---------- SOURCE DOCUMENT ----------

Most of the reasons we recycle are environmental, although some are economic. These include:
Too Much Garbage
One of the main reasons for recycling is to reduce the amount of garbage sent to landfills. Landfill usage peaked in the 1980s, when Americans sent almost 150 million tons (136.08 million metric tons) of garbage to landfills each year. Today, we still dump more than 100 million tons (90.719 million metric tons) of trash into landfills annually [source: Hall]. Even though modern sanitary landfills are safer and less of a nuisance than the open dumps of the past, no one likes having a landfill around. In heavily populated areas, landfill space is scarce. Where space is plentiful, filling it with garbage isn't a very good solution to the problem. Today, recycling efforts in the United States divert 32 percent of waste away from landfills. That prevents more than 60 million tons (54.432 million metric tons) of garbage from ending up in landfills every year [source: EPA].
Pollution from Landfill Leachate
Landfills cause another problem in addition to taking up lots of space. The assortment of chemicals thrown into landfills, plus the chemicals that result when garbage breaks down and blends into a toxic soup known as leachate, creates huge amounts of pollution. Leachate can drain out of the landfill and contaminate groundwater supplies. Today, impermeable clay caps and plastic sheeting prevent much of this run off, making the landfills much safer than they were just a few decades ago. Still, any leachate is too much if it's draining into your neighborhood.
New Goods Use Up Resources
Making a brand-new product without any recycled material causes natural resources to deplete in the manufacturing process. Paper uses wood pulp from trees, while the manufacture of plastics requires the use of fossil fuels like oil and natural gas. Making something from recycled materials means using fewer natural resources.

---------- SUPPLIED DATA ----------

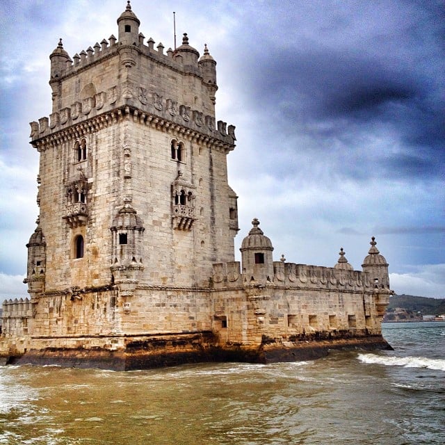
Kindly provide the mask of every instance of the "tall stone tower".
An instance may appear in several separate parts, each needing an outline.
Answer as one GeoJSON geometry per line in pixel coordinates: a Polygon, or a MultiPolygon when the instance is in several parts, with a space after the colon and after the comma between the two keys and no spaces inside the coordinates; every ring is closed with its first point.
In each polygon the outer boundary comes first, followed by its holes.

----------

#### EXERCISE PROMPT
Continue the article on reasons for recycling, starting right after its final sentence.

#### TASK RESPONSE
Recycling (Sometimes) Uses Less Energy
There's room for debate on this aspect of recycling, but many recycling processes require less energy than it would take to manufacture the same item brand-new. Manufacturing plastic is very inexpensive, and some plastic goods can be difficult to recycle efficiently. In those cases, the recycling process probably takes more energy. It can also be difficult to weigh all the energy costs along the entire chain of production. Recycling steel certainly uses less energy than the entire process of mining iron ore, refining it and forging new steel. Some contend that the fleet of recycling trucks collecting plastic and paper door to door every week in cities across the United States tips the balance of energy out of recycling's favor. Energy use is a factor weighed on a case-by-case basis.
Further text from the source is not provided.